WORK TASK:
Search the listing below for the string "ceiling" and show each line that contains it.

SUPPLIED ENTRIES:
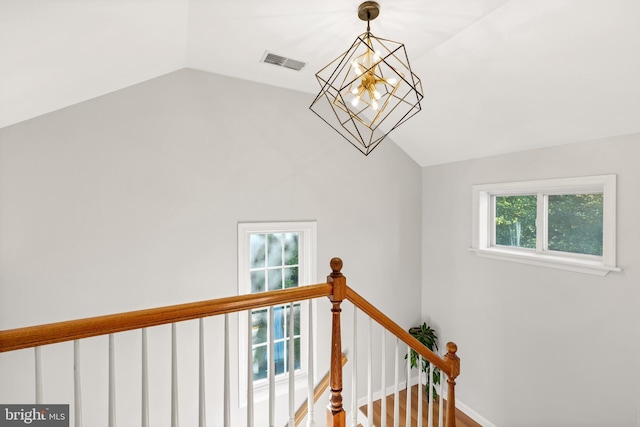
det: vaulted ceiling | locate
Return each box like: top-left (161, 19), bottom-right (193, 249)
top-left (2, 0), bottom-right (638, 166)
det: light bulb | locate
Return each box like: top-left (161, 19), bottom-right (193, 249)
top-left (354, 67), bottom-right (362, 76)
top-left (351, 97), bottom-right (360, 107)
top-left (372, 100), bottom-right (379, 110)
top-left (351, 87), bottom-right (359, 95)
top-left (374, 51), bottom-right (381, 62)
top-left (373, 90), bottom-right (381, 100)
top-left (386, 77), bottom-right (397, 85)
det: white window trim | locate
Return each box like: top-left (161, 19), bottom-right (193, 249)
top-left (237, 221), bottom-right (317, 406)
top-left (470, 175), bottom-right (621, 276)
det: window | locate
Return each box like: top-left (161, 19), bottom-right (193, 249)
top-left (471, 175), bottom-right (620, 276)
top-left (237, 221), bottom-right (317, 403)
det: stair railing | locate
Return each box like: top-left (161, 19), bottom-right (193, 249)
top-left (325, 258), bottom-right (461, 427)
top-left (0, 258), bottom-right (460, 427)
top-left (1, 284), bottom-right (334, 426)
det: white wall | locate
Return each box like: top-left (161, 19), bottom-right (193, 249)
top-left (422, 134), bottom-right (640, 426)
top-left (0, 69), bottom-right (423, 425)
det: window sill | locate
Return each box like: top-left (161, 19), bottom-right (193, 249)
top-left (469, 247), bottom-right (622, 276)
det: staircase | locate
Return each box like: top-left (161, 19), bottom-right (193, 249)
top-left (0, 257), bottom-right (462, 427)
top-left (359, 385), bottom-right (480, 427)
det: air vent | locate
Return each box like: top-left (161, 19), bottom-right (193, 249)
top-left (261, 51), bottom-right (306, 71)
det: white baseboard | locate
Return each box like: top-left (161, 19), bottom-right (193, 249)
top-left (452, 398), bottom-right (497, 427)
top-left (439, 387), bottom-right (497, 427)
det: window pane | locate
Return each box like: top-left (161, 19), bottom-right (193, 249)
top-left (253, 345), bottom-right (268, 380)
top-left (495, 195), bottom-right (537, 249)
top-left (268, 268), bottom-right (283, 291)
top-left (274, 341), bottom-right (285, 375)
top-left (267, 234), bottom-right (283, 267)
top-left (548, 194), bottom-right (603, 255)
top-left (282, 304), bottom-right (300, 338)
top-left (284, 233), bottom-right (298, 265)
top-left (252, 309), bottom-right (268, 345)
top-left (284, 267), bottom-right (298, 288)
top-left (285, 338), bottom-right (301, 371)
top-left (250, 270), bottom-right (265, 294)
top-left (290, 303), bottom-right (300, 336)
top-left (273, 306), bottom-right (285, 340)
top-left (250, 234), bottom-right (266, 268)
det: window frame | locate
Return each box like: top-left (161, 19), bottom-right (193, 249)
top-left (471, 175), bottom-right (620, 276)
top-left (237, 221), bottom-right (317, 406)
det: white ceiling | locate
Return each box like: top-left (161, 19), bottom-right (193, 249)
top-left (1, 0), bottom-right (638, 166)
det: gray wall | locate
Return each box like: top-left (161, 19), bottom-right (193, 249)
top-left (0, 69), bottom-right (423, 425)
top-left (422, 134), bottom-right (640, 426)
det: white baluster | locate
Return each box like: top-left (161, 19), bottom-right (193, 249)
top-left (268, 306), bottom-right (275, 427)
top-left (307, 300), bottom-right (315, 427)
top-left (224, 314), bottom-right (230, 427)
top-left (35, 347), bottom-right (43, 404)
top-left (74, 340), bottom-right (83, 427)
top-left (288, 303), bottom-right (295, 427)
top-left (351, 307), bottom-right (358, 427)
top-left (393, 339), bottom-right (399, 427)
top-left (380, 330), bottom-right (386, 427)
top-left (427, 362), bottom-right (433, 427)
top-left (247, 311), bottom-right (254, 427)
top-left (367, 317), bottom-right (373, 427)
top-left (171, 324), bottom-right (178, 427)
top-left (141, 329), bottom-right (148, 427)
top-left (199, 319), bottom-right (206, 427)
top-left (405, 345), bottom-right (411, 427)
top-left (109, 334), bottom-right (116, 427)
top-left (418, 355), bottom-right (423, 427)
top-left (438, 371), bottom-right (444, 427)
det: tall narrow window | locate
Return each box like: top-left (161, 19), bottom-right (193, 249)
top-left (238, 222), bottom-right (317, 403)
top-left (249, 232), bottom-right (301, 379)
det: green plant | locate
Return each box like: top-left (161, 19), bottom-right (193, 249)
top-left (406, 322), bottom-right (440, 400)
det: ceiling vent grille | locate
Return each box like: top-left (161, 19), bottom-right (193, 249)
top-left (262, 51), bottom-right (306, 71)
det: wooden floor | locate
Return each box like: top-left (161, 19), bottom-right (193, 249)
top-left (359, 385), bottom-right (481, 427)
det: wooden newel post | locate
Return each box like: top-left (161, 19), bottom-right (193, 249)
top-left (326, 258), bottom-right (347, 427)
top-left (444, 342), bottom-right (460, 427)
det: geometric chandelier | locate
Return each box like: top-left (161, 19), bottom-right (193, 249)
top-left (309, 1), bottom-right (424, 155)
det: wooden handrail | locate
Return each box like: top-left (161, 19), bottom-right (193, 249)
top-left (0, 257), bottom-right (459, 427)
top-left (0, 283), bottom-right (333, 353)
top-left (345, 286), bottom-right (459, 380)
top-left (291, 353), bottom-right (348, 427)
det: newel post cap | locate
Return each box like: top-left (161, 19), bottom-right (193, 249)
top-left (328, 257), bottom-right (346, 301)
top-left (330, 257), bottom-right (343, 275)
top-left (444, 341), bottom-right (460, 379)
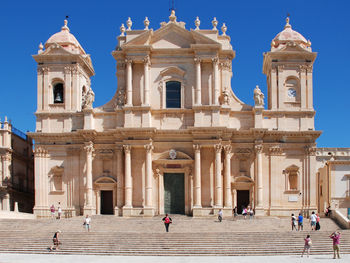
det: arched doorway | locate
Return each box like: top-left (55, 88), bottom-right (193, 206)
top-left (94, 176), bottom-right (117, 215)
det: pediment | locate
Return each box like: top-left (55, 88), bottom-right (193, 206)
top-left (155, 150), bottom-right (192, 160)
top-left (40, 43), bottom-right (74, 56)
top-left (276, 43), bottom-right (310, 53)
top-left (160, 66), bottom-right (186, 78)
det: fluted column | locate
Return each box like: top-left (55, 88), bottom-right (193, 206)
top-left (255, 143), bottom-right (263, 209)
top-left (224, 145), bottom-right (232, 208)
top-left (115, 145), bottom-right (124, 209)
top-left (144, 143), bottom-right (154, 208)
top-left (193, 144), bottom-right (202, 208)
top-left (214, 144), bottom-right (223, 207)
top-left (143, 56), bottom-right (150, 106)
top-left (123, 145), bottom-right (132, 208)
top-left (33, 146), bottom-right (49, 216)
top-left (212, 57), bottom-right (219, 105)
top-left (84, 142), bottom-right (94, 208)
top-left (194, 57), bottom-right (202, 105)
top-left (125, 59), bottom-right (133, 106)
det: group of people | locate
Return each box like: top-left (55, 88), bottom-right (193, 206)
top-left (49, 203), bottom-right (62, 220)
top-left (291, 211), bottom-right (321, 231)
top-left (301, 231), bottom-right (341, 259)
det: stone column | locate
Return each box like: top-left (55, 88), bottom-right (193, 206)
top-left (224, 145), bottom-right (232, 208)
top-left (193, 144), bottom-right (202, 211)
top-left (71, 66), bottom-right (80, 111)
top-left (123, 145), bottom-right (133, 215)
top-left (125, 59), bottom-right (133, 106)
top-left (143, 56), bottom-right (150, 106)
top-left (115, 145), bottom-right (124, 212)
top-left (212, 57), bottom-right (219, 105)
top-left (42, 67), bottom-right (50, 110)
top-left (64, 66), bottom-right (72, 110)
top-left (144, 143), bottom-right (154, 216)
top-left (84, 142), bottom-right (94, 215)
top-left (255, 143), bottom-right (264, 215)
top-left (300, 66), bottom-right (307, 109)
top-left (214, 144), bottom-right (223, 207)
top-left (194, 57), bottom-right (201, 105)
top-left (37, 68), bottom-right (43, 111)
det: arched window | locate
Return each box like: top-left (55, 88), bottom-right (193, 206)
top-left (166, 81), bottom-right (181, 108)
top-left (285, 78), bottom-right (299, 102)
top-left (53, 83), bottom-right (64, 103)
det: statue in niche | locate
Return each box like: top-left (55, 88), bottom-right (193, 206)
top-left (254, 85), bottom-right (264, 106)
top-left (116, 88), bottom-right (126, 107)
top-left (222, 87), bottom-right (230, 105)
top-left (82, 86), bottom-right (95, 110)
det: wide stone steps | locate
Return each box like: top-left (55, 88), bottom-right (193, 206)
top-left (0, 216), bottom-right (348, 256)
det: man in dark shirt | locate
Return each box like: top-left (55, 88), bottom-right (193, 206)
top-left (162, 214), bottom-right (172, 232)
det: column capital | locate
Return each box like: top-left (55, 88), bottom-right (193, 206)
top-left (255, 144), bottom-right (263, 154)
top-left (211, 56), bottom-right (219, 64)
top-left (144, 143), bottom-right (154, 153)
top-left (305, 146), bottom-right (316, 156)
top-left (214, 143), bottom-right (222, 153)
top-left (125, 58), bottom-right (133, 65)
top-left (194, 57), bottom-right (201, 64)
top-left (84, 141), bottom-right (94, 154)
top-left (64, 66), bottom-right (72, 74)
top-left (193, 144), bottom-right (201, 152)
top-left (34, 146), bottom-right (49, 158)
top-left (114, 144), bottom-right (124, 152)
top-left (224, 145), bottom-right (232, 155)
top-left (143, 55), bottom-right (151, 66)
top-left (123, 145), bottom-right (131, 154)
top-left (41, 67), bottom-right (50, 74)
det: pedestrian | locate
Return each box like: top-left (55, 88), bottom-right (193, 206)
top-left (330, 231), bottom-right (341, 259)
top-left (325, 206), bottom-right (332, 217)
top-left (233, 206), bottom-right (238, 220)
top-left (242, 207), bottom-right (247, 220)
top-left (218, 209), bottom-right (223, 222)
top-left (49, 230), bottom-right (62, 251)
top-left (162, 213), bottom-right (172, 232)
top-left (57, 202), bottom-right (62, 219)
top-left (83, 215), bottom-right (91, 232)
top-left (248, 206), bottom-right (254, 220)
top-left (298, 213), bottom-right (304, 231)
top-left (291, 213), bottom-right (297, 231)
top-left (301, 234), bottom-right (312, 258)
top-left (50, 204), bottom-right (55, 219)
top-left (309, 211), bottom-right (317, 231)
top-left (316, 213), bottom-right (321, 231)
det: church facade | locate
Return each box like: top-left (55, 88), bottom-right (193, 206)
top-left (29, 12), bottom-right (321, 218)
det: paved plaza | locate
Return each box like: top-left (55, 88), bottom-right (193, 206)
top-left (0, 254), bottom-right (349, 263)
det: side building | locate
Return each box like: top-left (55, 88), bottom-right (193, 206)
top-left (0, 117), bottom-right (34, 213)
top-left (29, 12), bottom-right (321, 218)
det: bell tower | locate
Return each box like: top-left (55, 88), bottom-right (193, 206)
top-left (263, 17), bottom-right (316, 112)
top-left (33, 19), bottom-right (94, 115)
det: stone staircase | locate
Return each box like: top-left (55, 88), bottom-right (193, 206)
top-left (0, 215), bottom-right (349, 256)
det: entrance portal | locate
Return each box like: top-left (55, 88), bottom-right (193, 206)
top-left (164, 173), bottom-right (185, 214)
top-left (100, 190), bottom-right (113, 214)
top-left (237, 190), bottom-right (250, 214)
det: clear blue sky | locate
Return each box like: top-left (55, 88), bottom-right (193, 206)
top-left (0, 0), bottom-right (348, 147)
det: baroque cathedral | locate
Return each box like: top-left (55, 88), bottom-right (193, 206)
top-left (29, 11), bottom-right (337, 218)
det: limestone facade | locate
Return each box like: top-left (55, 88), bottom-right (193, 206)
top-left (29, 13), bottom-right (322, 217)
top-left (0, 117), bottom-right (34, 212)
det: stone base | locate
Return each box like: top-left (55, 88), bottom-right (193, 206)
top-left (122, 206), bottom-right (133, 217)
top-left (83, 206), bottom-right (95, 216)
top-left (114, 207), bottom-right (120, 216)
top-left (254, 207), bottom-right (265, 216)
top-left (143, 207), bottom-right (155, 217)
top-left (192, 207), bottom-right (203, 217)
top-left (223, 207), bottom-right (233, 217)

FINISHED EXERCISE:
det: vaulted ceiling | locate
det: white ceiling | locate
det: ceiling vent grille | locate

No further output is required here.